Text under study:
****************************************

Ohio Compensation Caps for Car Accident Injuries
Typically, when you are injured due to someone else’s negligence, the allows you to seek recovery for the expenses you incurred as a direct result of that negligence. For instance, if your neighbor backs into your vehicle while it is sitting in your driveway, odds are you will be able to recover your vehicle repair expenses and even the costs of rental car while your vehicle is being fixed. The costs of repairing your vehicle and your rental fees are considered economic damages.
Economic damages basically pay you back for the money you spent, and will spend, on medical costs, and if you had to miss work because of an injury, your lost wages. There are no caps for economic damages in Ohio.
However, the state does have caps for noneconomic damages. This type of damages generally includes compensation for mental anguish, pain and suffering, and other types of injury that do not have a tangible value.

****************************************

How to complete this task: Carry on the text about Ohio's compensation caps for car accident injuries, picking up after its last sentence. None of the data has any bearing on this.

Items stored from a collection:

****************************************

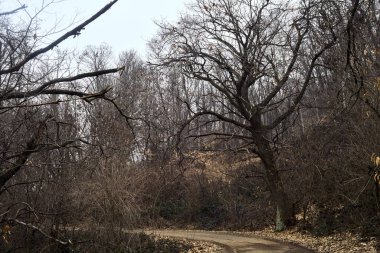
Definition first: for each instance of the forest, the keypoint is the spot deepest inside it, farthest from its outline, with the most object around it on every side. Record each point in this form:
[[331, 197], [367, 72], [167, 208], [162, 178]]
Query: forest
[[247, 115]]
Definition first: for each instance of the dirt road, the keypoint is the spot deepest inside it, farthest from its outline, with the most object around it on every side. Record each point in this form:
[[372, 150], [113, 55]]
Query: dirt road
[[234, 243]]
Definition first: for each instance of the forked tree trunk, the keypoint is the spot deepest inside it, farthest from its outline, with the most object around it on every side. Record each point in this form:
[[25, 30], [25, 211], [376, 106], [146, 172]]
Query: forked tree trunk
[[282, 205]]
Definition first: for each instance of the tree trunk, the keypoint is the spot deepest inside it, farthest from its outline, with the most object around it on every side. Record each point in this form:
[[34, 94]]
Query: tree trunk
[[283, 207]]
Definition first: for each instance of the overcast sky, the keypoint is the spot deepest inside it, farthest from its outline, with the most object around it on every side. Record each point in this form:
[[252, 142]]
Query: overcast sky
[[129, 24]]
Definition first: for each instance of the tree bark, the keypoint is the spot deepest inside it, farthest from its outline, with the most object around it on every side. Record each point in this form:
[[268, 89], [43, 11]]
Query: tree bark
[[282, 205]]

****************************************

Task response:
Ohio enacted tort reform with damage caps in 2004. In that regard, a personal injury noneconomic cap limits it to $250,000 or $350,000 if the economic damage is more than $300,000. There is no damage cap for catastrophic injuries. Catastrophic injury is defined generally as the loss of the use of a body organ system, limb, or permanent scar.
Punitive damages may be awarded if the behavior of the defendant is so bad it calls for monetary punishment. These damages may also be awarded as warning to prevent other from committing the same type of offense. Ohio caps punitive damages at two-times compensatory damages (economic and noneconomic damages) unless the defendant is an individual or small business owner, in which case punitive damages are capped at 10 percent of the defendant’s net worth up to $350,000.